GIVEN RECORDS
+ + +

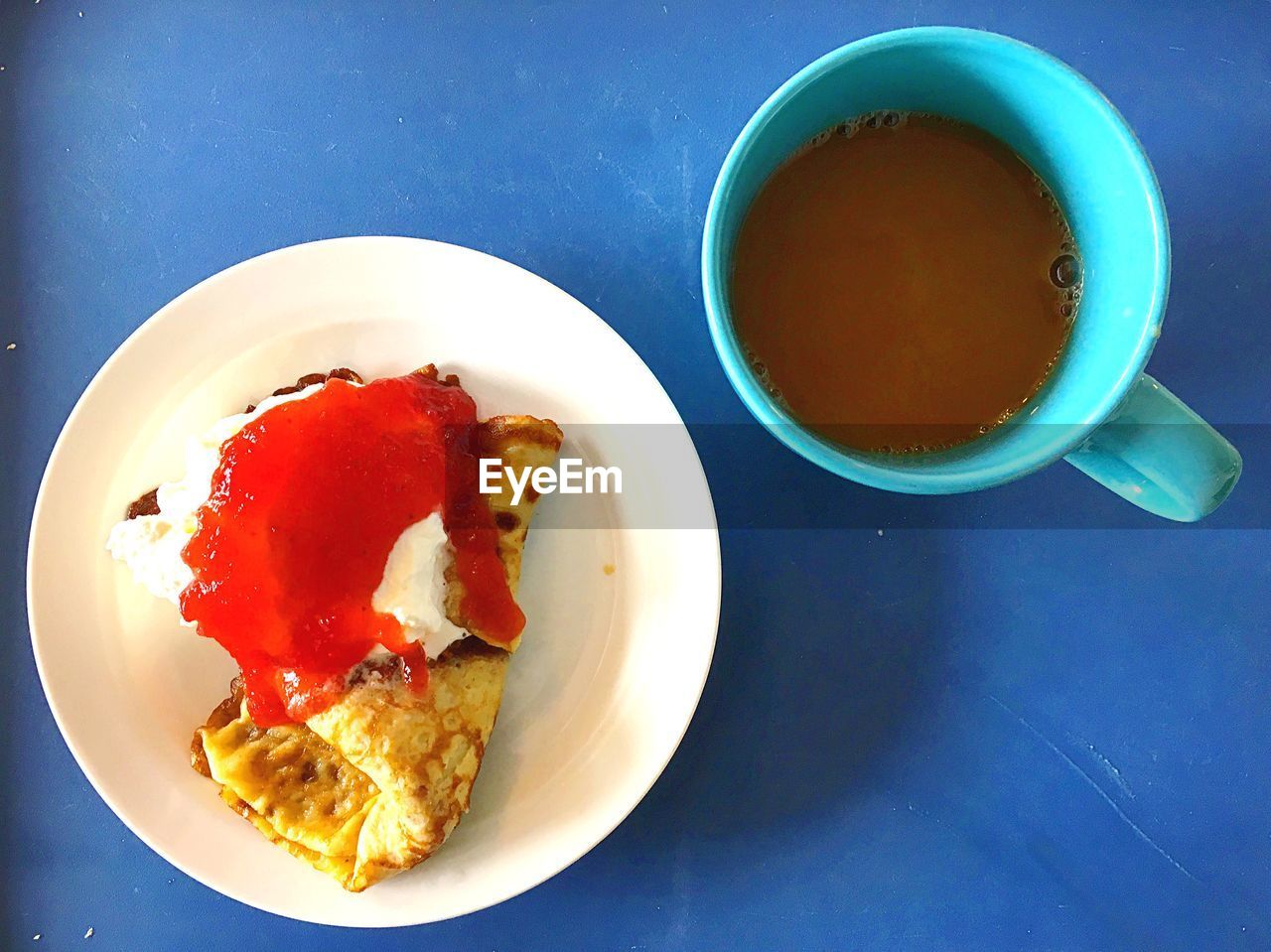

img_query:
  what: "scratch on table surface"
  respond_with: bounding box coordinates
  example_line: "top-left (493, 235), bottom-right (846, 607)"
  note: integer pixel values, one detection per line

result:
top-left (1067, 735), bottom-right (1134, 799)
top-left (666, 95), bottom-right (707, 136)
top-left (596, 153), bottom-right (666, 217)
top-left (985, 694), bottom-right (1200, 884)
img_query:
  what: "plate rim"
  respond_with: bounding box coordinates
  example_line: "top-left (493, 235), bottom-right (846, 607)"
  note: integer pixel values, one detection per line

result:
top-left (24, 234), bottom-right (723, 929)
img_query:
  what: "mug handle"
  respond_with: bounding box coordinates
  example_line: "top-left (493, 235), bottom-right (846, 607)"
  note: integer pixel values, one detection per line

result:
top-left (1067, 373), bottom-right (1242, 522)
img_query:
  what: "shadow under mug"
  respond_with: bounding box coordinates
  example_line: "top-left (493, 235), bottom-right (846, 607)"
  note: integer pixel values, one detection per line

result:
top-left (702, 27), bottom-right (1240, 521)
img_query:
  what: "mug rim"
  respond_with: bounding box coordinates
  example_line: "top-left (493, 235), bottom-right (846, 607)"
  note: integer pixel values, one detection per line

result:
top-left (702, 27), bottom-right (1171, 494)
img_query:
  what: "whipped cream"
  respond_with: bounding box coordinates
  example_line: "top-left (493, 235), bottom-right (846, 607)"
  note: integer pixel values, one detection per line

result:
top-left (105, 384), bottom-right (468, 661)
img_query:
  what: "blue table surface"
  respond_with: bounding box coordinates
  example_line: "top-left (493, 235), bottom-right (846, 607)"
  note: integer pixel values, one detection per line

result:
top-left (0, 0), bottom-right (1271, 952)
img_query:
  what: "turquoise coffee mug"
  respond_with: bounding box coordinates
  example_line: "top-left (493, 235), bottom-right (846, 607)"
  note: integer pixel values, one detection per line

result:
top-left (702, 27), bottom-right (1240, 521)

+ + +

GIVEN INSTRUCTION
Convert everything from the start of the data down to the line containing "top-left (0, 0), bottom-right (1271, 952)", inclusive, into a JSON list of strings with one string per line and blank lines omitted. Leave the pictures out of the answer.

TASK RESULT
[
  "img_query:",
  "  what: \"scratch on table surface\"",
  "  respond_with: bounding box coordinates",
  "  example_line: \"top-left (493, 235), bottom-right (846, 607)\"",
  "  note: integer pixel values, one detection per line",
  "result:",
  "top-left (1067, 735), bottom-right (1134, 799)",
  "top-left (666, 95), bottom-right (707, 136)",
  "top-left (596, 153), bottom-right (666, 217)",
  "top-left (985, 694), bottom-right (1200, 884)",
  "img_query:",
  "  what: \"plate rim\"",
  "  respond_with: bounding box coordinates",
  "  example_line: \"top-left (493, 235), bottom-right (846, 607)\"",
  "  note: integer pixel values, one detection per line",
  "result:",
  "top-left (24, 234), bottom-right (723, 929)",
  "img_query:",
  "  what: \"mug handle\"",
  "  respond_with: bounding box coordinates",
  "  example_line: \"top-left (493, 235), bottom-right (846, 607)\"",
  "  note: integer pixel values, one detection per line",
  "result:",
  "top-left (1067, 373), bottom-right (1242, 522)",
  "img_query:",
  "  what: \"shadow under mug\"",
  "  respond_with: bounding box coordinates",
  "  example_line: \"top-left (493, 235), bottom-right (846, 607)\"",
  "  note: integer pixel values, one detection per line",
  "result:",
  "top-left (702, 27), bottom-right (1240, 521)",
  "img_query:",
  "  what: \"mug rim\"",
  "  respond_with: bounding box coordinates",
  "  example_line: \"top-left (493, 235), bottom-right (846, 607)\"",
  "  note: integer pixel values, one detection per line",
  "result:",
  "top-left (702, 27), bottom-right (1171, 494)",
  "img_query:",
  "  what: \"whipped cream\"",
  "  respond_with: bounding box coordinates",
  "  example_line: \"top-left (493, 235), bottom-right (846, 607)\"",
  "  note: integer pixel values, one detection per line",
  "result:",
  "top-left (105, 384), bottom-right (468, 661)",
  "img_query:",
  "  what: \"blue table surface\"",
  "  respond_with: bounding box coordinates",
  "  example_line: \"top-left (493, 235), bottom-right (846, 607)\"",
  "  note: integer pixel values, one detection per line",
  "result:",
  "top-left (0, 0), bottom-right (1271, 952)"
]